Exercises:
1 – In the editorial, rewrite the paragraph beginning "It's no secret civil servants" more briefly while keeping its main facts.
2 – Reproduce the passage of the editorial from "Unite or be" to "Chequers screams malevolence.".

Document section:

——————————

Unite or be conquered
ONE building block of our democracy is that nobody is above the law. If evidence emerges that a person has committed a crime, they should be investigated.
even so, everything about the decision to inform police and MPs probing Partygate that Boris Johnson might have broken more lockdown rules at No10 and Chequers screams malevolence.
The ex-PM denies wrong-doing. And the fact is, there can’t be another politician whose actions during the pandemic have been picked over more forensically.
Scotland yard, Sue Gray, Parliament’s privileges committee… all have carried out meticulous inquiries into his conduct.
Is it really conceivable that not one of them inspected the ministerial diaries that recorded these supposedly illegal visits?
So why have fresh allegations surfaced now? It’s clear that, terrified of him making a comeback, his foes want to destroy him politically. Little wonder one supporter fumed: ‘This is the biggest stitch-up since the Bayeux Tapestry.’
It’s no secret civil servants have been trying to topple Tories whose politics they despise. But it’s deeply dispiriting that ministers and backbenchers are also stirring up trouble for Boris and home Secretary Suella Braverman, whose migration policies they loathe.
The Tories are hanging on to power by their fingertips – and if there is one thing voters hate, it’s a divided party that can’t stop fighting with each other.
Unless they soon rediscover a sense of unity, the Conservatives will be swept away on a wave of contempt at the next election.

——————————

Stored data entries:
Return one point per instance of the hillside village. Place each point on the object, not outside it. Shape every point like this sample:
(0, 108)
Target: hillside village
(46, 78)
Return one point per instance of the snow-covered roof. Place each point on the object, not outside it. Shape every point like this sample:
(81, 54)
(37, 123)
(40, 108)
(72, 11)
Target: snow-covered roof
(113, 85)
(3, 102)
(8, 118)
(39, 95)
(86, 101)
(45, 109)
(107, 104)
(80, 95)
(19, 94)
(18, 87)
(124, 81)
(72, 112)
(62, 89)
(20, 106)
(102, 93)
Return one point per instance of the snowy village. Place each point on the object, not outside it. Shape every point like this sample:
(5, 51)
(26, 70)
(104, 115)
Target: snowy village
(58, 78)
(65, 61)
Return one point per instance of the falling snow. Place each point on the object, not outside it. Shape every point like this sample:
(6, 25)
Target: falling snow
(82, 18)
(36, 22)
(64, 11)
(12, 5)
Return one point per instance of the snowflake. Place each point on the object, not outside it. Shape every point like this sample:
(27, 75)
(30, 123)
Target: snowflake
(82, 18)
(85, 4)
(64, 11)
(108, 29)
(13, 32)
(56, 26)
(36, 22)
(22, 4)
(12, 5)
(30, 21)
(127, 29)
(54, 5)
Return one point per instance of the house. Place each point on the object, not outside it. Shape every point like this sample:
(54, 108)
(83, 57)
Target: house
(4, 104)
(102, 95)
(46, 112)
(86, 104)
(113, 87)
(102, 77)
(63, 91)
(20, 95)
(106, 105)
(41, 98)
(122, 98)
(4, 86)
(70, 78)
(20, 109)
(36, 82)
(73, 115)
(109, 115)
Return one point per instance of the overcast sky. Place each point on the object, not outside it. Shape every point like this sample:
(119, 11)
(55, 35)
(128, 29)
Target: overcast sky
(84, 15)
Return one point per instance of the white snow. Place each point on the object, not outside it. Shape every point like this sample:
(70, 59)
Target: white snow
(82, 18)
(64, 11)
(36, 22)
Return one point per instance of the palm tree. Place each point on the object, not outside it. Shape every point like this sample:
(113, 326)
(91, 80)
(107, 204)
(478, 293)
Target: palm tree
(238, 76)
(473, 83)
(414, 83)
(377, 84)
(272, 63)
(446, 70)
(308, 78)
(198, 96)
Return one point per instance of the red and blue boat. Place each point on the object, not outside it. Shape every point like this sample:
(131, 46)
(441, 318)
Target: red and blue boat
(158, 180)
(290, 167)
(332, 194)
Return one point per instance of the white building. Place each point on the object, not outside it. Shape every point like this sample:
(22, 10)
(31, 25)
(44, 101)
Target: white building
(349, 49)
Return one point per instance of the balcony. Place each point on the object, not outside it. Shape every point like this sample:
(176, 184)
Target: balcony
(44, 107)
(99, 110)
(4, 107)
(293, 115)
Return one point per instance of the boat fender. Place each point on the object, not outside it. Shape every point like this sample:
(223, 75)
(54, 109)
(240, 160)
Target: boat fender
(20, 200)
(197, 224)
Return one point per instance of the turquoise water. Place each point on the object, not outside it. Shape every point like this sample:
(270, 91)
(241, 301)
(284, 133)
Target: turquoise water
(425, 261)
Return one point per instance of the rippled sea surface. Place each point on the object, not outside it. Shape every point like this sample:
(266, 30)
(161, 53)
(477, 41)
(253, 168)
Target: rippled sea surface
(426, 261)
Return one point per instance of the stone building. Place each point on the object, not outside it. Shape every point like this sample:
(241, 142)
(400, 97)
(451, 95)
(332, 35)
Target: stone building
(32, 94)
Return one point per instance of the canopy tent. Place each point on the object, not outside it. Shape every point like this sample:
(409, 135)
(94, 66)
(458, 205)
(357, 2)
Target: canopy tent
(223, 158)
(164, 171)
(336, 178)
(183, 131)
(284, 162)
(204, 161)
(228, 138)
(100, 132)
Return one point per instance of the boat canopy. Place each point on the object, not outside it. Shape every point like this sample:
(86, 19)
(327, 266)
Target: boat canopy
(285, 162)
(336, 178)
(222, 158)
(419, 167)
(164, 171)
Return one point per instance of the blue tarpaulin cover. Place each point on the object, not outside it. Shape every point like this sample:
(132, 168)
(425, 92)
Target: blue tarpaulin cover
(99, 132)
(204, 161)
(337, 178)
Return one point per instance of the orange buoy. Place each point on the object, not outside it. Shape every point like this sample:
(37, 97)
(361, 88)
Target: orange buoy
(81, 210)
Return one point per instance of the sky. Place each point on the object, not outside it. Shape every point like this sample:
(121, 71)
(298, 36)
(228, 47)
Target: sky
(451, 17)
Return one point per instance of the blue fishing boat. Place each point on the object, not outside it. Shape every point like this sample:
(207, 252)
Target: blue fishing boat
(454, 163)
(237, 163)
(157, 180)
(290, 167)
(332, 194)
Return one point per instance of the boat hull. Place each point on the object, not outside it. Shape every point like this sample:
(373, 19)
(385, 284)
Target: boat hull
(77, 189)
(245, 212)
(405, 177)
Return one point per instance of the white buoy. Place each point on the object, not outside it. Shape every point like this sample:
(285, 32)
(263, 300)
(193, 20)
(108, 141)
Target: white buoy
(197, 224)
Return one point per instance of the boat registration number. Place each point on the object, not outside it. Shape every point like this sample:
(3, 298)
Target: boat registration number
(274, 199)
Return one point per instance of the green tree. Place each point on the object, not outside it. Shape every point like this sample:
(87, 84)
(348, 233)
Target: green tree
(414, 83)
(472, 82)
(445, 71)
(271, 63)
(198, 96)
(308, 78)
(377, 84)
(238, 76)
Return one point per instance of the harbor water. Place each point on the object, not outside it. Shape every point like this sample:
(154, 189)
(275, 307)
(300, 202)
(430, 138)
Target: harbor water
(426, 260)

——————————

Your responses:
1 – Civil servants have openly tried to topple Tories whose politics they despise. More dispiriting, ministers and backbenchers are also stirring up trouble for Boris and Home Secretary Suella Braverman, whose migration policies they loathe.

2 –
Unite or be conquered
ONE building block of our democracy is that nobody is above the law. If evidence emerges that a person has committed a crime, they should be investigated.
even so, everything about the decision to inform police and MPs probing Partygate that Boris Johnson might have broken more lockdown rules at No10 and Chequers screams malevolence.